TASK ITEM ->
Scan the records below, and wherever a line has the word "outline", pull it out.

Stored data ->
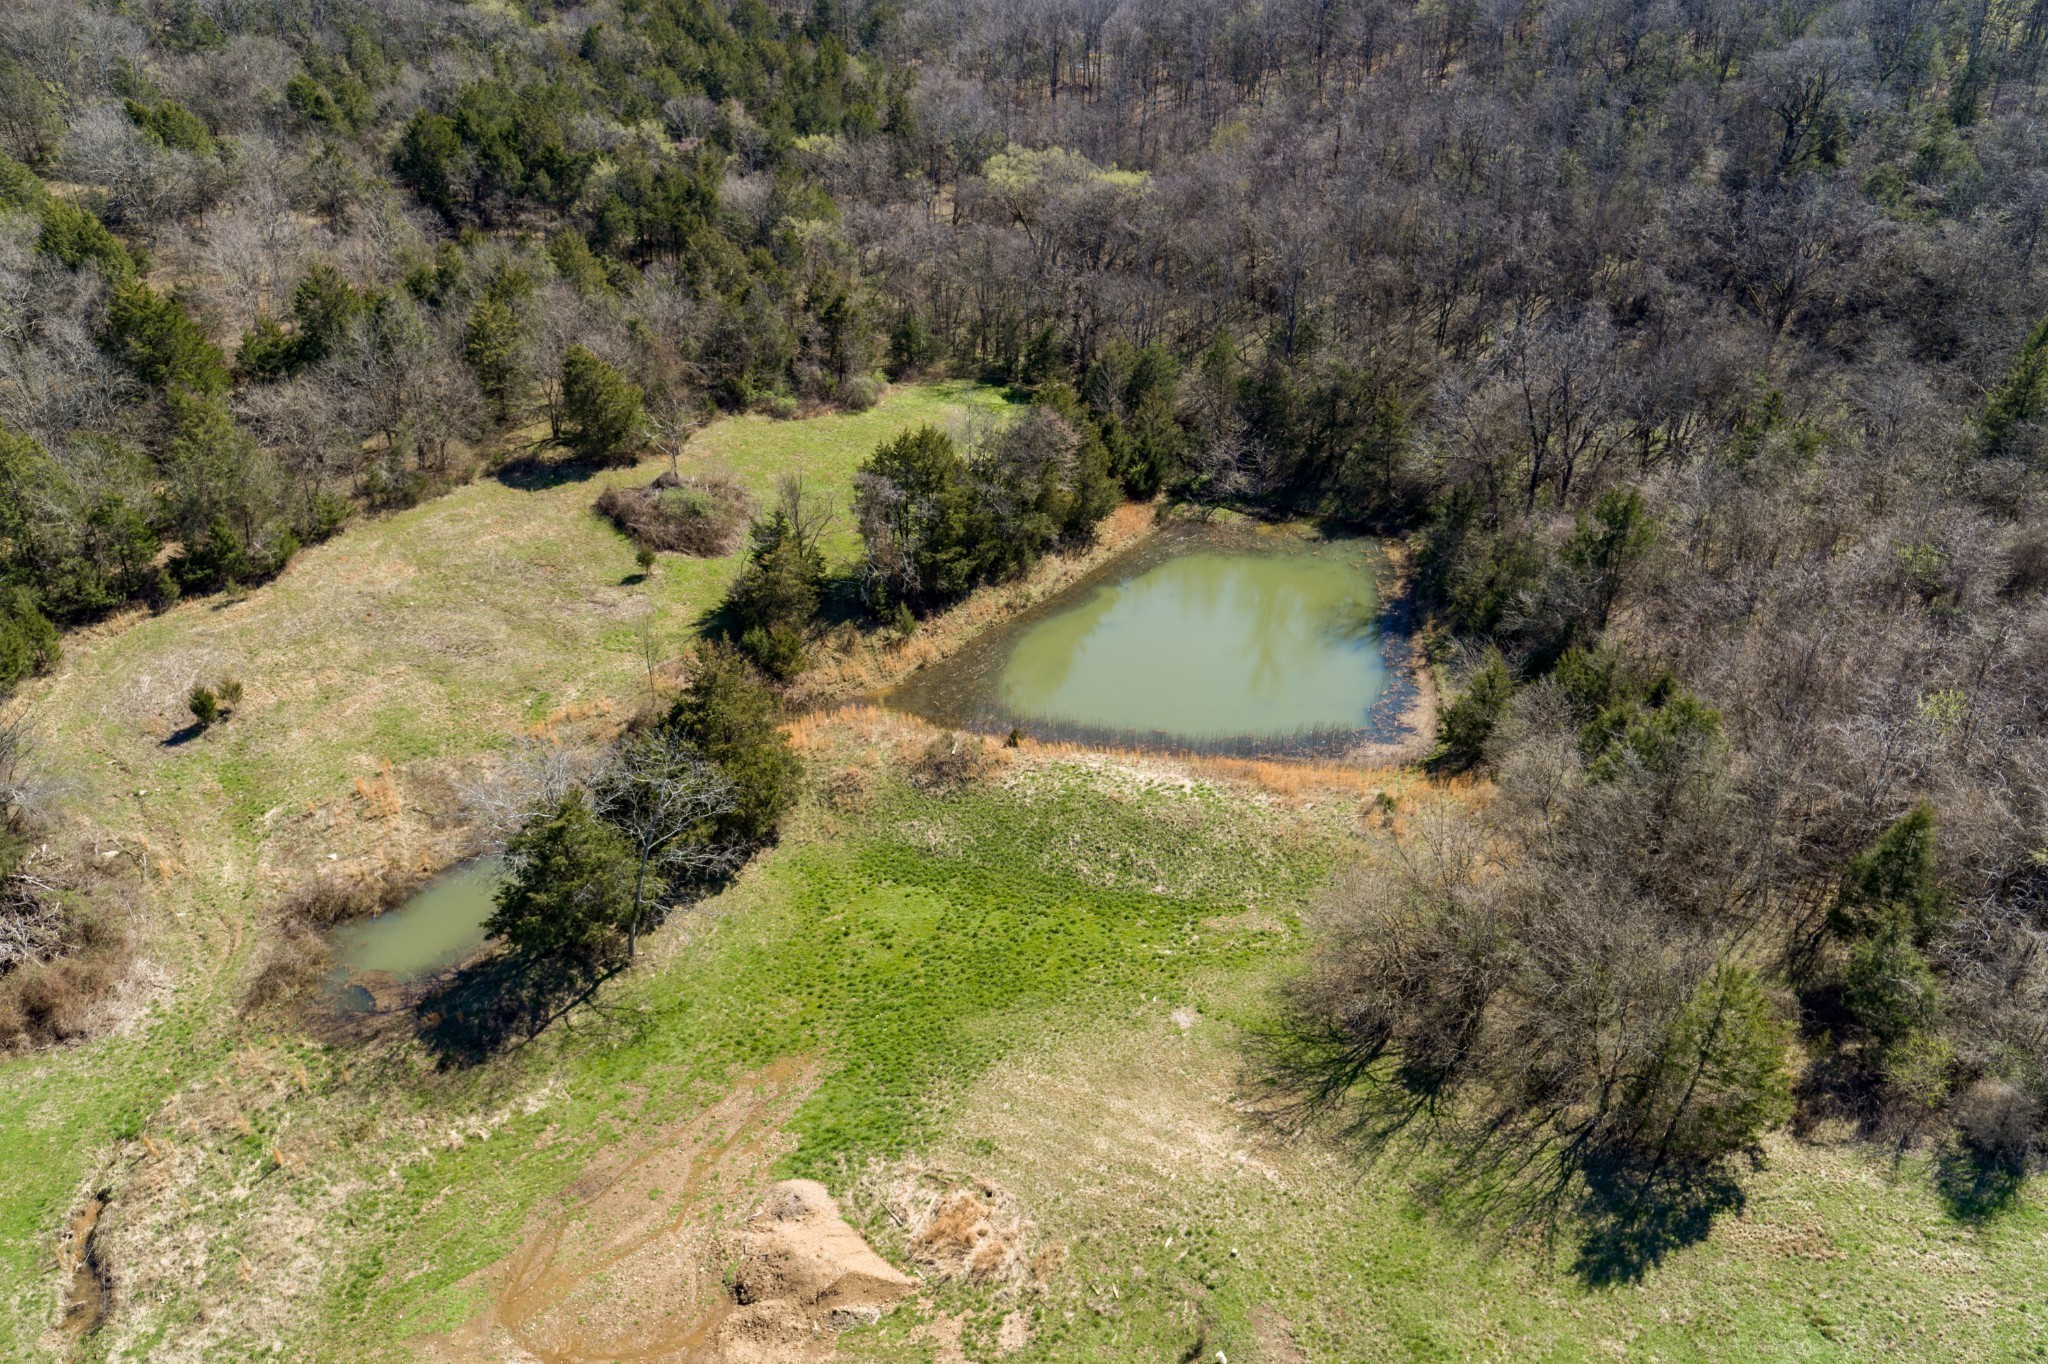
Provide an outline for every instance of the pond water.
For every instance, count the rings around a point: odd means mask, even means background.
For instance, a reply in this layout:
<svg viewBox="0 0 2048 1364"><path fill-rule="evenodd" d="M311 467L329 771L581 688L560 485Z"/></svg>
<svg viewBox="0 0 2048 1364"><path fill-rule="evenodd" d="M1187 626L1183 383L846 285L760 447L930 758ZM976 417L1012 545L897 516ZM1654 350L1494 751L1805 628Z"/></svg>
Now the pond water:
<svg viewBox="0 0 2048 1364"><path fill-rule="evenodd" d="M1370 540L1188 528L886 699L958 728L1270 751L1383 730L1393 666Z"/></svg>
<svg viewBox="0 0 2048 1364"><path fill-rule="evenodd" d="M484 920L496 907L505 863L479 857L427 882L396 909L334 929L336 986L345 1002L368 992L351 978L378 974L406 981L473 955L484 944Z"/></svg>

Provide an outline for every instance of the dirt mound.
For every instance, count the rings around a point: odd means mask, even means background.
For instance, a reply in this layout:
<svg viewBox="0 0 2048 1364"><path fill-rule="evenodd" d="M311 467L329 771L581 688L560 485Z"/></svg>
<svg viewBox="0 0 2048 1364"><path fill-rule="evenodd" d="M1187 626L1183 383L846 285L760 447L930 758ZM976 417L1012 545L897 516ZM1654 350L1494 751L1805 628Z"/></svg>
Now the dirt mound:
<svg viewBox="0 0 2048 1364"><path fill-rule="evenodd" d="M737 1306L717 1336L725 1364L829 1354L832 1330L879 1321L917 1286L870 1250L825 1186L808 1179L770 1189L732 1250Z"/></svg>
<svg viewBox="0 0 2048 1364"><path fill-rule="evenodd" d="M822 1320L814 1331L810 1307L794 1301L775 1299L789 1301L794 1316L748 1314L733 1300L731 1278L735 1264L760 1258L750 1258L747 1247L764 1230L775 1196L753 1219L740 1217L769 1187L769 1169L790 1146L782 1126L816 1078L800 1061L777 1062L738 1077L718 1103L638 1151L601 1158L559 1202L535 1210L519 1250L472 1277L487 1291L483 1310L446 1335L413 1341L415 1355L440 1364L741 1364L825 1353L833 1302L815 1314ZM814 1218L809 1225L815 1232L825 1224ZM758 1248L777 1244L771 1235ZM770 1260L793 1264L795 1257ZM757 1291L777 1282L765 1270L753 1271L750 1281ZM728 1331L734 1318L740 1320ZM798 1348L777 1343L784 1340Z"/></svg>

RESPONSE ->
Provide an outline for every instance of the pond water.
Provide an outline for every instance of the dirt mound.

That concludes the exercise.